Set task> Repeat each entry word for word. Leave any images out of the copy.

Photo object pointing records
━━━━━━━━
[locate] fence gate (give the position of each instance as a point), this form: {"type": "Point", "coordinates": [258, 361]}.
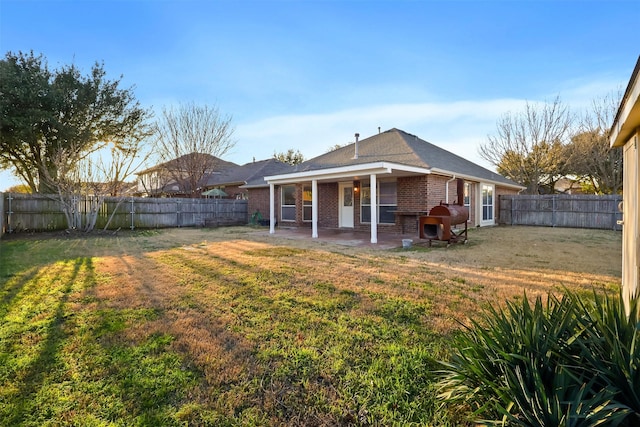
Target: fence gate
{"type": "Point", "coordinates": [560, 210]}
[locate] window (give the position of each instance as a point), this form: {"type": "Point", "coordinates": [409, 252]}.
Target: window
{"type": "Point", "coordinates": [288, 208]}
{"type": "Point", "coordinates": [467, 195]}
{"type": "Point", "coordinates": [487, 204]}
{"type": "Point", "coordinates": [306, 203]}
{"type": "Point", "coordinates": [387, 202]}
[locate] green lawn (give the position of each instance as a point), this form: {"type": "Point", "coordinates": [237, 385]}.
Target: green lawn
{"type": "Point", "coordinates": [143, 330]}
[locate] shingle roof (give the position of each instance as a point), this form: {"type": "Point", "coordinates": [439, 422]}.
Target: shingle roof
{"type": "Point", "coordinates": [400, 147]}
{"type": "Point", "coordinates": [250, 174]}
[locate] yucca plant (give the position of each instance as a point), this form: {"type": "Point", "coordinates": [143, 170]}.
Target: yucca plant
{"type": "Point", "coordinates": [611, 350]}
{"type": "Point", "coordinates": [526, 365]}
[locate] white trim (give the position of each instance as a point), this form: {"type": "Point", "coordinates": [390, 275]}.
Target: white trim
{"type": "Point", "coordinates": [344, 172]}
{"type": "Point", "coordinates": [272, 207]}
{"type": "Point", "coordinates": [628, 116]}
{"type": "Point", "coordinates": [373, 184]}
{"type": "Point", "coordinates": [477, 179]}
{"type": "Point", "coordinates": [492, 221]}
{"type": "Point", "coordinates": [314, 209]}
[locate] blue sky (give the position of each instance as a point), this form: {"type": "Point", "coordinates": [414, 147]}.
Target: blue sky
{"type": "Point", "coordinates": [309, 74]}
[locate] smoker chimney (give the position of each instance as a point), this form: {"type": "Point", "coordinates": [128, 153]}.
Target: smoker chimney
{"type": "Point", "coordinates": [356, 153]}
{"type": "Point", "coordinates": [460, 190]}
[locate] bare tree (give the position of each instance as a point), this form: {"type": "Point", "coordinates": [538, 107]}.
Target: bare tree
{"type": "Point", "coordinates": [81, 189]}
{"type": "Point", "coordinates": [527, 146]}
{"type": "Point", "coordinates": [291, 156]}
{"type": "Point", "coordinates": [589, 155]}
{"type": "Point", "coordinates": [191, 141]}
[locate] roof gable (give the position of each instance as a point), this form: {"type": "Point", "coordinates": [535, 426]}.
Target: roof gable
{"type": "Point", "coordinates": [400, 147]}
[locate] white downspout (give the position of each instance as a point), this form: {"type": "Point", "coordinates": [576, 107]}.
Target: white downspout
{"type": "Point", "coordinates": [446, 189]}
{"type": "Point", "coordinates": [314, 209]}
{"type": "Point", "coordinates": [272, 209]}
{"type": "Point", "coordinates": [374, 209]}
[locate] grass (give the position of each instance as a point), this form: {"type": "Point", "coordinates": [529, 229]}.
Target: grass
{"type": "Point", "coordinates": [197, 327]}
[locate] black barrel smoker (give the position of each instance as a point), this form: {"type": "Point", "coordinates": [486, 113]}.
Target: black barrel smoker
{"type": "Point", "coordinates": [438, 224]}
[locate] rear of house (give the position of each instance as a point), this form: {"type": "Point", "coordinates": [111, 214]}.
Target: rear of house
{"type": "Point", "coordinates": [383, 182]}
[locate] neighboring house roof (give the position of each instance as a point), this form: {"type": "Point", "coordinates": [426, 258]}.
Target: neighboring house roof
━━━━━━━━
Answer to this task>
[locate] fence gate (give the position of each instance as a point), this form: {"type": "Point", "coordinates": [258, 361]}.
Target: fence gate
{"type": "Point", "coordinates": [560, 210]}
[locate] window (give the position of each instance as a point), this form: {"type": "Point", "coordinates": [409, 252]}.
Target: window
{"type": "Point", "coordinates": [288, 208]}
{"type": "Point", "coordinates": [467, 195]}
{"type": "Point", "coordinates": [487, 204]}
{"type": "Point", "coordinates": [306, 203]}
{"type": "Point", "coordinates": [387, 202]}
[locate] green lawn (give the position of each instance as a point), this form: {"type": "Point", "coordinates": [237, 385]}.
Target: green lawn
{"type": "Point", "coordinates": [143, 330]}
[locate] shingle roof (give the position of each instance as a point), this form: {"type": "Point", "coordinates": [439, 422]}.
Target: shingle roof
{"type": "Point", "coordinates": [400, 147]}
{"type": "Point", "coordinates": [250, 174]}
[locate] yucca plant (give the position of each instance as a point), this form: {"type": "Point", "coordinates": [143, 170]}.
Target: yucca plant
{"type": "Point", "coordinates": [611, 350]}
{"type": "Point", "coordinates": [526, 365]}
[locate] white trim (give the position of each instance as a point), this form: {"type": "Point", "coordinates": [390, 275]}.
Target: white trim
{"type": "Point", "coordinates": [344, 172]}
{"type": "Point", "coordinates": [272, 207]}
{"type": "Point", "coordinates": [628, 116]}
{"type": "Point", "coordinates": [373, 184]}
{"type": "Point", "coordinates": [477, 179]}
{"type": "Point", "coordinates": [492, 221]}
{"type": "Point", "coordinates": [314, 209]}
[locate] blue sky (give the position of each instance as a point), this form: {"type": "Point", "coordinates": [414, 147]}.
Target: blue sky
{"type": "Point", "coordinates": [309, 74]}
[locate] smoker chimney (give the position of each instance as a point), this form: {"type": "Point", "coordinates": [128, 153]}.
Target: smoker chimney
{"type": "Point", "coordinates": [356, 153]}
{"type": "Point", "coordinates": [460, 190]}
[locate] bare tree (give the position of each instance as a point), this form: {"type": "Point", "coordinates": [538, 107]}.
Target: bare tree
{"type": "Point", "coordinates": [81, 189]}
{"type": "Point", "coordinates": [527, 146]}
{"type": "Point", "coordinates": [291, 156]}
{"type": "Point", "coordinates": [589, 155]}
{"type": "Point", "coordinates": [191, 141]}
[locate] roof gable (give the position of each instance as a point), this form: {"type": "Point", "coordinates": [535, 426]}.
Target: roof gable
{"type": "Point", "coordinates": [400, 147]}
[locate] white downspout (give the position of each instance as a point), this form: {"type": "Point", "coordinates": [576, 107]}.
Target: white downspout
{"type": "Point", "coordinates": [446, 189]}
{"type": "Point", "coordinates": [314, 209]}
{"type": "Point", "coordinates": [272, 209]}
{"type": "Point", "coordinates": [374, 209]}
[locate] grass (give the position of each instance as a point), this form: {"type": "Point", "coordinates": [529, 229]}.
Target: grass
{"type": "Point", "coordinates": [197, 327]}
[locate] black barrel smoker (give the position of each instance as a point), this form: {"type": "Point", "coordinates": [486, 113]}.
Target: black barrel smoker
{"type": "Point", "coordinates": [438, 224]}
[locate] rear of house (give the position of each instance as a point), this form: {"type": "Point", "coordinates": [111, 214]}.
Target: rear of house
{"type": "Point", "coordinates": [383, 182]}
[locate] neighboring house roof (give the position of each instance as a point), this form: {"type": "Point", "coordinates": [426, 258]}.
Target: neighboring house roof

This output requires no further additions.